_GIVEN TASK_: Reproduce each of the rows below verbatim, character for character.

Dataset excerpt:
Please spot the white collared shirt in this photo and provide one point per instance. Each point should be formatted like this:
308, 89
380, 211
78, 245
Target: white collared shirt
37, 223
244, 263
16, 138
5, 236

_WORKED SOLUTION_:
Please spot the white collared shirt in this photo and provide one point per instance. Each point should be formatted like this:
308, 89
380, 211
78, 245
Target: white collared shirt
37, 223
244, 263
16, 138
5, 236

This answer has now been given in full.